--- TEXT BLOCK Enclosed Below ---
Commanders and leaders
- Juan Buendía Francisco Bolognesi: Luis Artega † Ricardo Vargas (POW) Eleuterio Ramírez †

Strength
- Tarapacá: 3,046 infantry Pachica: 1,440 infantry Total: 4,486 infantry: 2,300 between infantry, cavalry and gunners 8 guns

Casualties and losses
- 236 killed 261 wounded 76 missing: 788 killed and wounded 66 captured 8 guns captured Total casualties: 862 casualties

= Battle of Tarapacá =

1879 battle of the War of the Pacific

The Battle of Tarapacá occurred on 27 November 1879 during the Tarapacá Campaign of the War of the Pacific. A Chilean force of 2,300 soldiers divided in three columns attacked a Peruvian contingent of 4,486 troops at Tarapacá commanded by Gen Juan Buendía, resulting in a harsh defeat. The Chilean 2nd Line Regiment was the most damaged unit, losing almost half of its force, along with its commander Lt. Col. Eleuterio Ramírez and his second in command, Lt. Col. Bartolomé Vivar. The unit lost its banner, which was recovered six months later after the Battle of Tacna. Despite the victory, the Allies could not contest for the domination of the Tarapacá department, abandoning it to Chilean control.

==Background==

Battle of Tarapacá according to Diego Barros Arana's "Historia de la Guerra del Pacifico"

Following a significant defeat at Dolores well inflicted by an outnumbered Chilean contingent - which cost the Allies all their artillery - the remnants of the Peruvian army were scattered all across the desert, demoralized and almost leaderless. Belisario Suárez's soldiers marched to Tarapacá, the former administrative Peruvian capital of the department, to join Buendía. Buendía's army gathered at Tarapacá, reunited with Suárez, whose men had marched across the harsh desert terrain. When Buendía arrived at Tarapacá, he dispatched emissaries to gather more of those troops dispersed from the battle at Dolores. Within a few days, his force now numbering 2,000 men, on the 26th Rios's division arrived from Iquique with supplies, Rios's column supplementing the food and water already existing at Tarapacá. By now, 4,500 allied soldiers were stationed at Tarapacá.

Meanwhile, as these events unfolded, acknowledging that a column of exhausted Peruvians under Buendía had stopped near the Tarapacá to rest. Lt. Col. José Francisco Vergara asked Gen. Arteaga to dispatch a reconnaissance force to find out the enemy's condition as well as inspect the condition of the route.
--- End of Enclosed TEXT BLOCK ---
--- DATASET ENTRIES Enclosed Below ---
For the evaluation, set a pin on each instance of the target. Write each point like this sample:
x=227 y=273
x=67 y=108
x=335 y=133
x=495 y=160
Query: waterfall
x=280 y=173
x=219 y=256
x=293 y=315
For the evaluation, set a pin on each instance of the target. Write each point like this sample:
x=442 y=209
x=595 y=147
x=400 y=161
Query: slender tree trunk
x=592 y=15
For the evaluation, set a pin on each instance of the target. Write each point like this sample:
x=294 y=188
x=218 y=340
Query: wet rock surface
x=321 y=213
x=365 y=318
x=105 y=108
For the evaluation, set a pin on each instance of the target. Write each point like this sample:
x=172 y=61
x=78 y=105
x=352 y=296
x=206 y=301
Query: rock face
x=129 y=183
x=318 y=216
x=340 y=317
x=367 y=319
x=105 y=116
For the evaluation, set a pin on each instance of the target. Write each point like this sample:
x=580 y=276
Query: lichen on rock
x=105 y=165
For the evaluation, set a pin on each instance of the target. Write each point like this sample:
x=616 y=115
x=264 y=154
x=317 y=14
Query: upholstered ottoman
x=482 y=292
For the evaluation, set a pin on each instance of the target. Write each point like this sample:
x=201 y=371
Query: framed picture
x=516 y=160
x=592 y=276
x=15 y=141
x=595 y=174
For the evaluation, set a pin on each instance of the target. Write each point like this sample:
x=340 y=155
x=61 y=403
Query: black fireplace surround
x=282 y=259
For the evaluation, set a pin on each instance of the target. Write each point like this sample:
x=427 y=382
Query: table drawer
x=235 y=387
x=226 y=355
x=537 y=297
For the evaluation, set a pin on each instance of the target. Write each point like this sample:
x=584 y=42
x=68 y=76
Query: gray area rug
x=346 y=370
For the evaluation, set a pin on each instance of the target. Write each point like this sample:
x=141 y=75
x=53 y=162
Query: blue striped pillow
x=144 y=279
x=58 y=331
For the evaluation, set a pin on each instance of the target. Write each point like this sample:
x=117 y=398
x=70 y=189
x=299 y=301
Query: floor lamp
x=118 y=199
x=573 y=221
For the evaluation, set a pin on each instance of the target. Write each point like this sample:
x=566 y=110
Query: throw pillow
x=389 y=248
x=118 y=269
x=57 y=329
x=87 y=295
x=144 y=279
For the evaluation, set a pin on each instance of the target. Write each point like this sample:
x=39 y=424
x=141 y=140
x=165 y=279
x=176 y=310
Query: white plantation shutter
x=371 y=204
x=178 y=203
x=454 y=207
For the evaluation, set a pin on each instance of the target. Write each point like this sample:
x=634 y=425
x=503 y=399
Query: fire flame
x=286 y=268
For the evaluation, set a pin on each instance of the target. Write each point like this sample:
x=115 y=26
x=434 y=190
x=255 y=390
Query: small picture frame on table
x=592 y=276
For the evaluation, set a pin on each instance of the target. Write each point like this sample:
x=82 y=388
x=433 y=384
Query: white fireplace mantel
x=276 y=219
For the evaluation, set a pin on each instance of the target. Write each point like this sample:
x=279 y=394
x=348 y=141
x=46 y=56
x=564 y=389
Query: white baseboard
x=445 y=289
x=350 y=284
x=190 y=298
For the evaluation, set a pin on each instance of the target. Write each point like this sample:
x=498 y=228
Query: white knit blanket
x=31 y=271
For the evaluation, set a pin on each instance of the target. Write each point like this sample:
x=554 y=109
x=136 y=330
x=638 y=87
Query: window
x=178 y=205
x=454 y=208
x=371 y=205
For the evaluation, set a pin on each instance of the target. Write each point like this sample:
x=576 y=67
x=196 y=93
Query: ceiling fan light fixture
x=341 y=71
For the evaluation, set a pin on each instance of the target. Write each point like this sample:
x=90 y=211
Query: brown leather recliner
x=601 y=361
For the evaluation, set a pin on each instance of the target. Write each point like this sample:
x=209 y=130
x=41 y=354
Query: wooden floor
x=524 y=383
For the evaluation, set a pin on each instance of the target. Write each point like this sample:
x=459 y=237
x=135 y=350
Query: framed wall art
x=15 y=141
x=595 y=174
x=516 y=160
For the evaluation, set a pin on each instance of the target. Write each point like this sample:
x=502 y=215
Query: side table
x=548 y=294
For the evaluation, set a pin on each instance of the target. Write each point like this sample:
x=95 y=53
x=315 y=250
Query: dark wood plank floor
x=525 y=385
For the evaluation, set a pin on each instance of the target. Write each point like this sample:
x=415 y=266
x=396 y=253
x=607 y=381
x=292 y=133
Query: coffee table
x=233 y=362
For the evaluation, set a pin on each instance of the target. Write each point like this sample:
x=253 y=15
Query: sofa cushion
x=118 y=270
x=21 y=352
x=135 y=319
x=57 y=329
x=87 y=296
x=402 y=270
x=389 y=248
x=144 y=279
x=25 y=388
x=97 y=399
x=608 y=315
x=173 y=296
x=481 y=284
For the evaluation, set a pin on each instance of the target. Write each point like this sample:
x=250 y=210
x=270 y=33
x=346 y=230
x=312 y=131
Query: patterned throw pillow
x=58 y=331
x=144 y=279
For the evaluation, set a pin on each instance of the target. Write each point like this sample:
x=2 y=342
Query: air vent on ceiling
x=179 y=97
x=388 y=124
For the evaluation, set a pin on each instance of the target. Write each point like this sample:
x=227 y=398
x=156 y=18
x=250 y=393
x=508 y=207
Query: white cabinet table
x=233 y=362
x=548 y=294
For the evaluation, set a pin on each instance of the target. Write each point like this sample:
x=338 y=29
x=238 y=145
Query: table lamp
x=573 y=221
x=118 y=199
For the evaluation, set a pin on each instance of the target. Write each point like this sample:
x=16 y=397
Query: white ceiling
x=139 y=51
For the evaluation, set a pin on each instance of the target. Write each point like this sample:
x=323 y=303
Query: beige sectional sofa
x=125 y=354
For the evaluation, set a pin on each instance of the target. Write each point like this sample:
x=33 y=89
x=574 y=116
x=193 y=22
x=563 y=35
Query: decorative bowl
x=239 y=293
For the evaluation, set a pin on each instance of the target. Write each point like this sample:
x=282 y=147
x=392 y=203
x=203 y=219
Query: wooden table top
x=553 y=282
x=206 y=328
--- End of Enclosed DATASET ENTRIES ---
=== WHAT TO WORK ON ===
#1 According to the Battle of Tarapacá text, when was the banner of the Chilean 2nd Line Regiment recovered?
#2 Pick up the Battle of Tarapacá text from its last sentence and continue it.

=== RESPONSES PER TASK ===
#1 It was recovered six months later, after the Battle of Tacna.

#2
Hence, on 24 November Arteaga dispatched under Vergara’s command a party of 270 men of the Zapadores Regiment, 2 artillery pieces, 115 riders of the Cazadores a Caballo Cavalry Regiment. Vergara’s column took the road to Dibujo, camping about 20 km from Tarapacá. Later, Arteaga was informed that the Peruvian numbers were greater than expected, so he sent another column made up of the 2nd Line and Artillería de Marina regiments, the Chacabuco Battalion, 30 more Cazadores a Caballo riders and another artillery battery. Next day, Chilean sentries of the vanguard division captured an Argentinean muleteer, who reported only 1,500 men at the town. In receipt of this news, Vergara asked Arteaga for instructions, his request creating great anxiety among Chilean High Command and troops. At this point, the Chilean commanders soundly underestimated the battle capabilities of the Allies. Arteaga did not properly prepare the Chilean forces dispatched for battle, meaning they carried insufficient amounts of food, water and ammunition, all of which had serious consequences later on.

Vergara, meanwhile, gave little importance to supplying his troops properly. Instead, Vergara made a reconnaissance of the Peruvian positions.

The reinforcements dispatched by Arteaga reunited with Vergara's troops on noon of the 26th at Isluga. As both Chilean divisions gathered, Arteaga arrived with additional forces to assume command. It appears at this time Arteaga thought, given the condition of his soldiers, the Allies too must be as exhausted, thirsty and weary as his own men. Only that day, some of Arteaga's Chilean troops had marched for nine hours, bringing to 30 hours the total time his men had marched across burning sands with little food or water. This arduous advance severely diminished the fighting capabilities of the Chilean troops, leaving them in poor condition for battle. Worse, since they were now 70 km (45 mi), across desert terrain, from the nearest source of Chilean supplies at Dolores, Arteaga realised that their only salvation was to attack. In addition, Arteaga continued to believe he faced only 2,500 Peruvian soldiers when in fact Arteaga's forces added up to just 2,281 men, around half the strength of Buendía’s contingent.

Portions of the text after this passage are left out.